→ What to produce
With the line containing "Target: suburban street" as the start and the line containing "Pixel coordinates per instance, written like (395,226)." as the end, transcribe that span of the entries below exactly, including both.

-- The data follows --

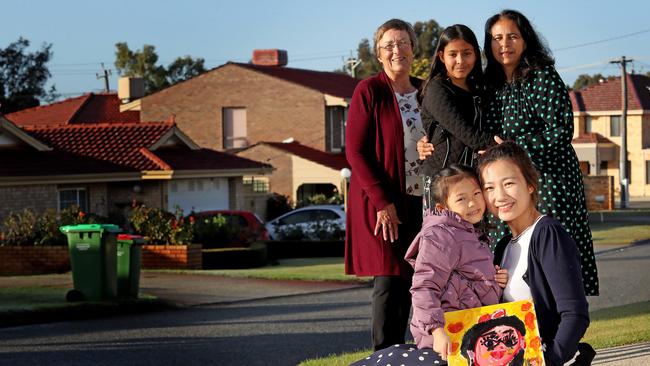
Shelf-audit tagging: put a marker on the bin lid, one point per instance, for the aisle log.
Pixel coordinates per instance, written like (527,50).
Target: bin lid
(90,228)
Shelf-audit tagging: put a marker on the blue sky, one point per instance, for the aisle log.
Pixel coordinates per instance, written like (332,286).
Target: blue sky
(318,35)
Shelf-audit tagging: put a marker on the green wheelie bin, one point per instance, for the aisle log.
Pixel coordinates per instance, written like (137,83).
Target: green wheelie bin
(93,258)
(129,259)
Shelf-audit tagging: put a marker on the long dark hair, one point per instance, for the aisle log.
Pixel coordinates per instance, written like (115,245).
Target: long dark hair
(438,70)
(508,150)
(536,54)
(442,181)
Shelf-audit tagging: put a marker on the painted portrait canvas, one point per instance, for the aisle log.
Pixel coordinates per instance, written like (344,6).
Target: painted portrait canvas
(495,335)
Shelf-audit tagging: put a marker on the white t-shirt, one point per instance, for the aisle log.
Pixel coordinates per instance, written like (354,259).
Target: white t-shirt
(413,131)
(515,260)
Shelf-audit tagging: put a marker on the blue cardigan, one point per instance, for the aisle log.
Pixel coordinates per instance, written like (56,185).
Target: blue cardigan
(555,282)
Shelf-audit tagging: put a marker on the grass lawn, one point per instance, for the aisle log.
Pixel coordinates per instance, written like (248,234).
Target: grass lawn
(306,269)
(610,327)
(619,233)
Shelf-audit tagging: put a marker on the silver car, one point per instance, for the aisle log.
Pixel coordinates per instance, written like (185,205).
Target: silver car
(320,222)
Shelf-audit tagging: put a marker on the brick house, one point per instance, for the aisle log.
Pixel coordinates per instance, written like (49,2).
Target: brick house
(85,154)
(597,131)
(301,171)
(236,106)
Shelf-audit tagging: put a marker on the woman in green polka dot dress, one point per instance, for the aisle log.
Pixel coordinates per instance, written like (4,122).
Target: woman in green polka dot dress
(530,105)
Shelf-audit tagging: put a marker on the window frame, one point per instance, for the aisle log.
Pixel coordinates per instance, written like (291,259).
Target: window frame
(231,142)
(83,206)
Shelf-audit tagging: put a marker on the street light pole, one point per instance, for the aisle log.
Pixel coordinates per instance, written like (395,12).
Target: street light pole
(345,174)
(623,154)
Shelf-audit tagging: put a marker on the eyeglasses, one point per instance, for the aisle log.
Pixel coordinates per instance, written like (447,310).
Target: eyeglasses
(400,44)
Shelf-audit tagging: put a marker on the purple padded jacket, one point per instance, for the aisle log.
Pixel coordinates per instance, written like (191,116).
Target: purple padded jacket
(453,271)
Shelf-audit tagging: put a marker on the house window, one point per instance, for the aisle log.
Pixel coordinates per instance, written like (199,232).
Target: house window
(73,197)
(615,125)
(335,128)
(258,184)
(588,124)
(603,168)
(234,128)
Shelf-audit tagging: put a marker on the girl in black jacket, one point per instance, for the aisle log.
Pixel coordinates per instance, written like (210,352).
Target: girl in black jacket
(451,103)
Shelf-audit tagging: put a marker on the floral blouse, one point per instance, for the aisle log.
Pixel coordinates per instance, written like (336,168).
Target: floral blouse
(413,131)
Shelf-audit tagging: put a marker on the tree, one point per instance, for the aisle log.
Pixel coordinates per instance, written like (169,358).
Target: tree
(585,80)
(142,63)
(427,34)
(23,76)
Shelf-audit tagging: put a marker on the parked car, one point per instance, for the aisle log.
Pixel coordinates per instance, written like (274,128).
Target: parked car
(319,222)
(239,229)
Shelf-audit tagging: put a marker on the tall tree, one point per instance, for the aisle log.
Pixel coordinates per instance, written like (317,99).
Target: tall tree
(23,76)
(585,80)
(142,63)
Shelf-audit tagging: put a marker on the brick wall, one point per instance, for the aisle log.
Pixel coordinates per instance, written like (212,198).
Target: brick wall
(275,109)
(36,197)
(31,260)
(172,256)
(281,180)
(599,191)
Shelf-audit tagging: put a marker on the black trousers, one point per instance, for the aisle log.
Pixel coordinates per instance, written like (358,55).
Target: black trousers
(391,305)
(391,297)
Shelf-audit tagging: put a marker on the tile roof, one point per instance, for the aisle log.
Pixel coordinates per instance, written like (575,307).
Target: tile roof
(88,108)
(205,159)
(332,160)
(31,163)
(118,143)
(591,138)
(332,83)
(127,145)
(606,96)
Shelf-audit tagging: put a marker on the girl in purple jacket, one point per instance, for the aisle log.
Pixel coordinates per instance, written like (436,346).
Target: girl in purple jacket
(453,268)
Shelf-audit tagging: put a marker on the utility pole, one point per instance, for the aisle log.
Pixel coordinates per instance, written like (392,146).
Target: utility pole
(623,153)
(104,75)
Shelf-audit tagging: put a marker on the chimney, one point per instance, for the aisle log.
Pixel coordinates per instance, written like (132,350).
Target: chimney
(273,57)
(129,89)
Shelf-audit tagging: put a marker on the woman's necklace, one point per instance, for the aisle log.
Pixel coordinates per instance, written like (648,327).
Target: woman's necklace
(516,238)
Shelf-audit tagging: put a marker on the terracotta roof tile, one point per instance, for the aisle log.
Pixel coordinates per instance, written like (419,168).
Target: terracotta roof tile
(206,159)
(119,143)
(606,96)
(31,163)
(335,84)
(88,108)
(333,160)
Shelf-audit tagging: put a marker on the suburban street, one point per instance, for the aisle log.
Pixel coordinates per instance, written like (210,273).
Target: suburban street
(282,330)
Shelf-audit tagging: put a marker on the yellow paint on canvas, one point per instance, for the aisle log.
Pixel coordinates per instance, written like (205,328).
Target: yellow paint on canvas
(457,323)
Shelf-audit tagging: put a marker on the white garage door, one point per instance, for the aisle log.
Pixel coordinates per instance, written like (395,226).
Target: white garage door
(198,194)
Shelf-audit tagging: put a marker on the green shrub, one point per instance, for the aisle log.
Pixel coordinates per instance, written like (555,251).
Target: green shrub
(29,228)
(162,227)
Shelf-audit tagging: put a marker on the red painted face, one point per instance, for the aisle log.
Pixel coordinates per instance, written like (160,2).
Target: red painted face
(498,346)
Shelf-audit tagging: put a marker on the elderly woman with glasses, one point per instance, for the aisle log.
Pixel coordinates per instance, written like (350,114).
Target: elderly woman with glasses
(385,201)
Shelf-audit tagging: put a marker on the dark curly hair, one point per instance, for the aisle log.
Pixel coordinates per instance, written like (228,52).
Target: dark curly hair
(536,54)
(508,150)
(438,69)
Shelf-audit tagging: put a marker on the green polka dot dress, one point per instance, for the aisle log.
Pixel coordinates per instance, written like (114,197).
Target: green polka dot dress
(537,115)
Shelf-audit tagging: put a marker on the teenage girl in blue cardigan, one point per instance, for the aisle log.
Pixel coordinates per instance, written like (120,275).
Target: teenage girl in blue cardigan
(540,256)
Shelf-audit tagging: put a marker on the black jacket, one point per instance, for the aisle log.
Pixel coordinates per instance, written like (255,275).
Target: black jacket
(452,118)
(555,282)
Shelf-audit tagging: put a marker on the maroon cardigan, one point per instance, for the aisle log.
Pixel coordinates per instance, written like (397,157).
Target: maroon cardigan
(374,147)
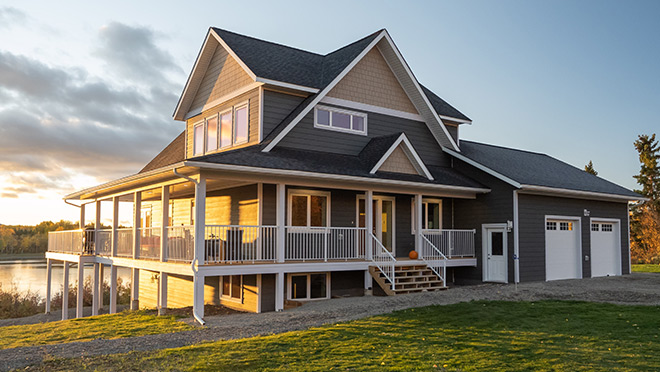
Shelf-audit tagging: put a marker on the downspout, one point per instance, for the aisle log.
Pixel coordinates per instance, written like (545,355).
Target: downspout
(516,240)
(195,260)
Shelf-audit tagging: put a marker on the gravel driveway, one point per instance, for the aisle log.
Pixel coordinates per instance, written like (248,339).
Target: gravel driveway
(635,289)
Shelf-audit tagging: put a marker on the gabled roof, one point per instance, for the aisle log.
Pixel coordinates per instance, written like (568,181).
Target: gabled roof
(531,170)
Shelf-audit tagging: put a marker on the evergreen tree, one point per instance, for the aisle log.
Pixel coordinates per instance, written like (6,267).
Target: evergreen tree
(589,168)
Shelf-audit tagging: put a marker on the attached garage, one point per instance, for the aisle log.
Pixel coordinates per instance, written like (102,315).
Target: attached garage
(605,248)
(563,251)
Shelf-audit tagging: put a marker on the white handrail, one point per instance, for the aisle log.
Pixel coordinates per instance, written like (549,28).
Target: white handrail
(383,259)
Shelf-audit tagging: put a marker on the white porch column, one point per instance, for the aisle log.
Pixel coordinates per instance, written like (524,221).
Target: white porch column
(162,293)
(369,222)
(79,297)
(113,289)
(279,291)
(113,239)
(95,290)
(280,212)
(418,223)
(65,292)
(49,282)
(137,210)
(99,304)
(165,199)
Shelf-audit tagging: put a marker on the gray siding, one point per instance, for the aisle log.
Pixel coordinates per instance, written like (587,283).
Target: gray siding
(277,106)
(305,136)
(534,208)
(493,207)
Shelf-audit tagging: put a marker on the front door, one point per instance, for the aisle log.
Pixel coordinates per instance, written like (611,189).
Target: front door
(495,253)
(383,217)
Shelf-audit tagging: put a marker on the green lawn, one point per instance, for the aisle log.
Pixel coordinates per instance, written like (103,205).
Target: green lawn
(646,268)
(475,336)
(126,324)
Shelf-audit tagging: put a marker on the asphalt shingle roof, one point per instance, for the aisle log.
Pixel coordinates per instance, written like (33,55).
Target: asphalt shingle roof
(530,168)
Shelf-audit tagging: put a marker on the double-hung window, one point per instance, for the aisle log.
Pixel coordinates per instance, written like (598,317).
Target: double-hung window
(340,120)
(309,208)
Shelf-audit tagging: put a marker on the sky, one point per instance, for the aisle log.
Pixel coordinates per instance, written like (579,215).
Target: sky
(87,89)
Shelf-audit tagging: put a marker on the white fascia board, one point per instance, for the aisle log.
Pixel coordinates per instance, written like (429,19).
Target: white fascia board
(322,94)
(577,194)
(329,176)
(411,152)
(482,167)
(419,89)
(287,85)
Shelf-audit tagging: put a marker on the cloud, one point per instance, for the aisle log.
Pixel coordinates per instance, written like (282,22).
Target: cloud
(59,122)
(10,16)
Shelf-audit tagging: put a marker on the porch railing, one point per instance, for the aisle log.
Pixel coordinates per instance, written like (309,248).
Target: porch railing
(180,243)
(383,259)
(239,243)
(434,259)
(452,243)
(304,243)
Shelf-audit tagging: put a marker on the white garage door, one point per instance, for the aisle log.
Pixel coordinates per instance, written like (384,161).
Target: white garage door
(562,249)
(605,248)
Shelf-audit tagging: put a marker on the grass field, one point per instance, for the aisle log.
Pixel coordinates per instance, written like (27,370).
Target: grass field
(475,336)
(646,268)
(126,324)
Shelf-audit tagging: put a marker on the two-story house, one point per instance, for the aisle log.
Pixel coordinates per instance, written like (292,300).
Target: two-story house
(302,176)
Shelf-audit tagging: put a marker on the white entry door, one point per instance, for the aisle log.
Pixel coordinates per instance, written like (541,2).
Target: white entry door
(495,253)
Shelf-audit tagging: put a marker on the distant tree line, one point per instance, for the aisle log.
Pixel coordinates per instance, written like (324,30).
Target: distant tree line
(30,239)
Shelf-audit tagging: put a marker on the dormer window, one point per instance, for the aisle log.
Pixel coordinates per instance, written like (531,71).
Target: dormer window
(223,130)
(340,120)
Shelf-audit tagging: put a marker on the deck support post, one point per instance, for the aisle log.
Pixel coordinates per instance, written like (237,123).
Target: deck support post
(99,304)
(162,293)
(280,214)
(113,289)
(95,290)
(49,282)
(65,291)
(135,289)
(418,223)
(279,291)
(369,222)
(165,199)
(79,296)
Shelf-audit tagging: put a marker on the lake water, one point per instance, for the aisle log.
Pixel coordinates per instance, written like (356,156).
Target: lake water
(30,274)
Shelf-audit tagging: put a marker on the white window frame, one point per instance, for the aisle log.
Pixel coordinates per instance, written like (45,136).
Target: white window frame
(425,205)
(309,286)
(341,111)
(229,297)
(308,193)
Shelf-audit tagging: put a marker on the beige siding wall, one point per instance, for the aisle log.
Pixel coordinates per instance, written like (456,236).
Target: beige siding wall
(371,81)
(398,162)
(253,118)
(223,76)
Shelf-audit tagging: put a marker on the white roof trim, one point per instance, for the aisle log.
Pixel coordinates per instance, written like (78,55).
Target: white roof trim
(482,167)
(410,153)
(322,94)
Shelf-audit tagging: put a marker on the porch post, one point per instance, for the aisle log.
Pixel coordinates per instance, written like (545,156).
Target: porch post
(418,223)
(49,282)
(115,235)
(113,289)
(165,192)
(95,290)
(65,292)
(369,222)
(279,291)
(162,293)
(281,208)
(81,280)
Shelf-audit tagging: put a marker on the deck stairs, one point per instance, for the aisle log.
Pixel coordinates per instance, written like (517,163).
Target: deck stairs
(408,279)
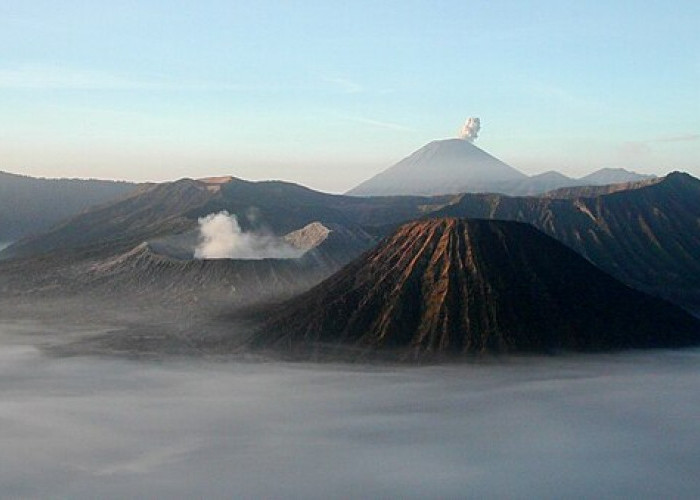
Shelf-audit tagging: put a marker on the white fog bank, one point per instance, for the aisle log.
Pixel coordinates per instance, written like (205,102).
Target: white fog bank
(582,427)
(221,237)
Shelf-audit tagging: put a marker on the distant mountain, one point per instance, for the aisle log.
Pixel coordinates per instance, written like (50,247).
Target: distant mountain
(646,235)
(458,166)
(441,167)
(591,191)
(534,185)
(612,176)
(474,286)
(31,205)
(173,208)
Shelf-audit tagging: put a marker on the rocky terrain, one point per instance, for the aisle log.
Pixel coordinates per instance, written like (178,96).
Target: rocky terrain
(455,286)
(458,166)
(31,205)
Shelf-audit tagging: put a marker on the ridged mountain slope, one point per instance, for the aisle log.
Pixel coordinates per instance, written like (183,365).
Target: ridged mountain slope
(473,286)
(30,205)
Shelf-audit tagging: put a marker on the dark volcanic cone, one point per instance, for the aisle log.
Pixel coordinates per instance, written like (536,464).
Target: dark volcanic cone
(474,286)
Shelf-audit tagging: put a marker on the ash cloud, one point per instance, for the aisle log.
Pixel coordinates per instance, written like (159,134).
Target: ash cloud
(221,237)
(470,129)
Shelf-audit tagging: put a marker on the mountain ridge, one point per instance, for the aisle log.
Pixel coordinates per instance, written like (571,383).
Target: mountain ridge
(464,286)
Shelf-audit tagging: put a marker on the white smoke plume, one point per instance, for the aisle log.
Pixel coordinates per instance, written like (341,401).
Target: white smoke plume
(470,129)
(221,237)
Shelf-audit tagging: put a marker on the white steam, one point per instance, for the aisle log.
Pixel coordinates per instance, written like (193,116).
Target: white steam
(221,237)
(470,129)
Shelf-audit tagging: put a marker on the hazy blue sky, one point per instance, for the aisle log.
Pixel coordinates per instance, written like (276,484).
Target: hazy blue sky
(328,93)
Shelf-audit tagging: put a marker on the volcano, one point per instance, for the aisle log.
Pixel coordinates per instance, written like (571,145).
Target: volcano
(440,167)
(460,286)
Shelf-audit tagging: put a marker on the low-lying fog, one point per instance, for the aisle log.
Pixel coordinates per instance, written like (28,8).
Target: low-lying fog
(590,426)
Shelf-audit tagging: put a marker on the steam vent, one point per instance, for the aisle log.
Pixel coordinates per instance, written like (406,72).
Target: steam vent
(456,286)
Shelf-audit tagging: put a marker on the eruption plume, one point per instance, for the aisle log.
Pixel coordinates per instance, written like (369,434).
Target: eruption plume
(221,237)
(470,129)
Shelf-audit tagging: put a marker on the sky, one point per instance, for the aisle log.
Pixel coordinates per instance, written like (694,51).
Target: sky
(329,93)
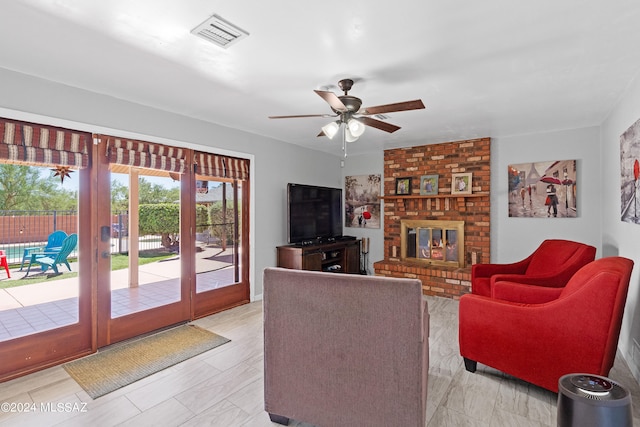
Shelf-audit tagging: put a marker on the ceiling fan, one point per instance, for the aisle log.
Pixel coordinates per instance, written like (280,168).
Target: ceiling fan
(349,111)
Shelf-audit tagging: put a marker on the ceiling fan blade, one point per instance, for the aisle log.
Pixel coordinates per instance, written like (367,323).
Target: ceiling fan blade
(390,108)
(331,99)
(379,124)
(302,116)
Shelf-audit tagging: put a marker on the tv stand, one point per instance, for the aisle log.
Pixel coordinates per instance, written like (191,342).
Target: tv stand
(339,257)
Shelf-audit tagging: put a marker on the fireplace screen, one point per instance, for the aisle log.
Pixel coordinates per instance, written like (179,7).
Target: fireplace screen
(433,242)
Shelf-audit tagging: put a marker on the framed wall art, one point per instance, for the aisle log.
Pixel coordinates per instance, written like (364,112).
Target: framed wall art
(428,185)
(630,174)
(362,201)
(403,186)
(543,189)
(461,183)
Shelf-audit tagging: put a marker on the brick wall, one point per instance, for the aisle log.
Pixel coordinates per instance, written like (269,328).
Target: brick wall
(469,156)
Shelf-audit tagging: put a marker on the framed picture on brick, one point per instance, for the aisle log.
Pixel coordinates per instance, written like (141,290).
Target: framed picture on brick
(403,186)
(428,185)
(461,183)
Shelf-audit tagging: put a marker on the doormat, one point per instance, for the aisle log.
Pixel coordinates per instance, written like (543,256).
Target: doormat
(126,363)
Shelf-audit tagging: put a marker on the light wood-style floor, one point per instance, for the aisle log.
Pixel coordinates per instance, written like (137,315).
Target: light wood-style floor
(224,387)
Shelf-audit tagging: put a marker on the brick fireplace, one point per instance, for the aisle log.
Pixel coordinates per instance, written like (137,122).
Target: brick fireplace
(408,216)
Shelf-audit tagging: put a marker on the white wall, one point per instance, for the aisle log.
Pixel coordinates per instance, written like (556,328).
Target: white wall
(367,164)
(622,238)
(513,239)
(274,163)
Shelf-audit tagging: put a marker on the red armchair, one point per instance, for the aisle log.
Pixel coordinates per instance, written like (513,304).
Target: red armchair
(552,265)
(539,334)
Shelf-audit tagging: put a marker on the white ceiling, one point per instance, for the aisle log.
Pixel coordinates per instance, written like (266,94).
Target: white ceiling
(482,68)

-- The data concluded --

→ Answer area
Target: suburban street
(282,330)
Shelf-audit tagging: put a marker on the yellow paint on canvas, one point per instance, for the aisle log.
Pixel coordinates per instance, written like (205,328).
Target: yellow paint on canvas
(457,323)
Shelf-audit tagging: put a marker on the white garage door, one point per instance, for the aisle log.
Pixel coordinates per instance, written like (395,226).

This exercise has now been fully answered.